## [FRAGMENTO MOSTRADO]

□ □ □ □ □ □ □

El propio Leon Trotski, líder menchevique (corriente históricamente mayoritaria del POSDR) que meses antes se había alineado con los bolcheviques de Lenin, y presidente del soviet de Petrogrado, cifró en no más de 30.000 los implicados en aquellas dos jornadas.

Toda revolución lleva aparejados tanto sus propios mitos como sus «antimitos detractores». Y esta no es la excepción. Así, ya desde 1917 pero sobre todo al amparo de la Guerra Fría y finalmente tras el anunciado triunfo del neoliberalismo posthistórico, no pocos sovietólogos occidentales se han escudado en la secuencia de aquellos últimos días para presentar la Revolución rusa como un golpe de Estado perpetrado por una minoría bolchevique que aprovechó la debilidad de Rusia para alterar el curso natural de la historia e inaugurar un paréntesis de 70 años de totalitarismo.

Estos «seudo»-análisis pasan por alto el hecho de que Octubre no es sino el colofón y obvian que si el poder cayó aquel día como fruta madura fue debido que el Gobierno Provisional que había sustituido al derrocado zar nicolás II tras la llamada «Revolución de Febrero» y la reinstauración de la Duma (Parlamento) se mostró durante todos aquellos meses absolutamente incapaz de liderar un país desangrado por su participación en la I Guerra Mundial y en una deriva económica y social imparable (hambrunas y pobreza generalizada).

Más allá del debate sobre si se puede utilizar el término revolución para designar los sucesos de Febrero –sobre todo para contraponerlos a Octubre–, todos ellos formaron parte de un continuum en el que, como analiza Julián Casanova en su libro «La Venganza de los Siervos» (editorial Crítica Barcelona), hay que remontarse a 1914, y que tuvo su preludio en la Revolución de 1905 tras la derrota rusa ante Japón. Aquella insurrección, ahogada en sangre, presagió con las exigencias de tierra por parte del campesinado, de exigencias laborales y políticas de los obreros y con la rebelión de los soldados (Acorazado Potemkin) la concatenación de sucesos que sacudirían a Rusia desde que, contra el consejo de sus asesores, el zar decidiera embarcar al país en la Gran Guerra.

De desertar en masa, los soldados rusos pasaron a desafiar abiertamente a los oficiales que les guiaron en una guerra en la que murieron o resultaron heridos la mitad de los 15 millones de hombres movilizados, la mayoría campesinos. La exigencia del final de la guerra estuvo en el centro de las reivindicaciones y la implicación de los soldados fue, por vez primera en la historia, vital para su triunfo. Como lo fue la implicación en las protestas de las mujeres, entre ellas las soldatki (mujeres de los soldados). No en vano la manifestación del 8 de marzo de 1917 (23 de febrero en el entonces calendario juliano) fue la que desencadenó el inicio del fin de la vieja Rusia.

□ □ □ □ □ □ □

## [PROBLEMA PLANTEADO]
Responde, por favor, estas preguntas sobre el fragmento de la Revolución rusa:
(a) ¿Cuántos hombres movilizó Rusia en la guerra?
(b) ¿Qué libro de Julián Casanova se cita?
(c) ¿A qué fecha del calendario juliano corresponde la manifestación del 8 de marzo de 1917?

□ □ □ □ □ □ □

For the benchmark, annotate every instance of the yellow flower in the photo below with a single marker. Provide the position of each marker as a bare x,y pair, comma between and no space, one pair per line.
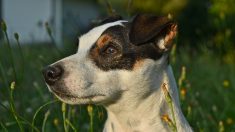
229,121
56,121
90,109
226,83
13,84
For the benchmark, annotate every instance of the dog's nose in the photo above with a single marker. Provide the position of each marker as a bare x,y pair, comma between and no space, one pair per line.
52,74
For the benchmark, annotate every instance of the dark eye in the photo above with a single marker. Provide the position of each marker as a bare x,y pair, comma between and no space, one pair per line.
110,50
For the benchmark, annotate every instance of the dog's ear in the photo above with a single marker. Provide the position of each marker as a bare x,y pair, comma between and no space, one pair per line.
111,18
148,29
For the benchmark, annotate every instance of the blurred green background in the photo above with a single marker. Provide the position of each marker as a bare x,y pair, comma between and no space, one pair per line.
203,59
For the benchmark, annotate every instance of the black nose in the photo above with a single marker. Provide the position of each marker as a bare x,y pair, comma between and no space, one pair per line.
52,74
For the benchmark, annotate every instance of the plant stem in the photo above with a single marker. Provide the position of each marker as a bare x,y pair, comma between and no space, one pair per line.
44,120
39,109
12,106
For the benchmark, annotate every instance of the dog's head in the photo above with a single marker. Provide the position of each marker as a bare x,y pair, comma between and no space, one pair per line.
115,59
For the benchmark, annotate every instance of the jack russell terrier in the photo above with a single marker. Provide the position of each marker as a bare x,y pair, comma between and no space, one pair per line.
122,66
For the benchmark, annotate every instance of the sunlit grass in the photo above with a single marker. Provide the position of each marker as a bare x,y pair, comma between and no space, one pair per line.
206,87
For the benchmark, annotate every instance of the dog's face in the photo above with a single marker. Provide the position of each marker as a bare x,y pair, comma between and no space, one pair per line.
113,60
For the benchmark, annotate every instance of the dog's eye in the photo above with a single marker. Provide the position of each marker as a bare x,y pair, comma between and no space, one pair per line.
110,50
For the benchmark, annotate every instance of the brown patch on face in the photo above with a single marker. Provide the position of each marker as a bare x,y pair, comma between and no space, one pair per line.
138,64
170,36
104,39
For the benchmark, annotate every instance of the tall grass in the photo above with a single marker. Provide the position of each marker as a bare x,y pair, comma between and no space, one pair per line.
206,88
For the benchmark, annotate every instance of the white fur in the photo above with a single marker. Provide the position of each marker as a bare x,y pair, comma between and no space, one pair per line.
88,39
161,44
133,98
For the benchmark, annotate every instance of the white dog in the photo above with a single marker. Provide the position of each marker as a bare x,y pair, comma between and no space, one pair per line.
122,65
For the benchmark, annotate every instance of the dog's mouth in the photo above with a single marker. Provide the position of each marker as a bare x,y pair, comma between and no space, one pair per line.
69,96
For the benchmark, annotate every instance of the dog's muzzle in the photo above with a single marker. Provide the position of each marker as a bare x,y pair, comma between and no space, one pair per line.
52,74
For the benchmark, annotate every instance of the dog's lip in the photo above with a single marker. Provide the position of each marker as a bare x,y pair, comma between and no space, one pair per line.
72,96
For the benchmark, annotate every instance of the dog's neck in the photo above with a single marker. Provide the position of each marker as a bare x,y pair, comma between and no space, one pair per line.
145,114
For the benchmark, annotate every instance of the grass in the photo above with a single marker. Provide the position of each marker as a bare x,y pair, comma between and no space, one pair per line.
206,86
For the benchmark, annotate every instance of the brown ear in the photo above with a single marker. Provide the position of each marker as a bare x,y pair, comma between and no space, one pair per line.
148,28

□ □ □ □ □ □ □

## [RESULTADO OBTENIDO]
(a) 15 millones de hombres.
(b) «La Venganza de los Siervos» (editorial Crítica Barcelona).
(c) Al 23 de febrero.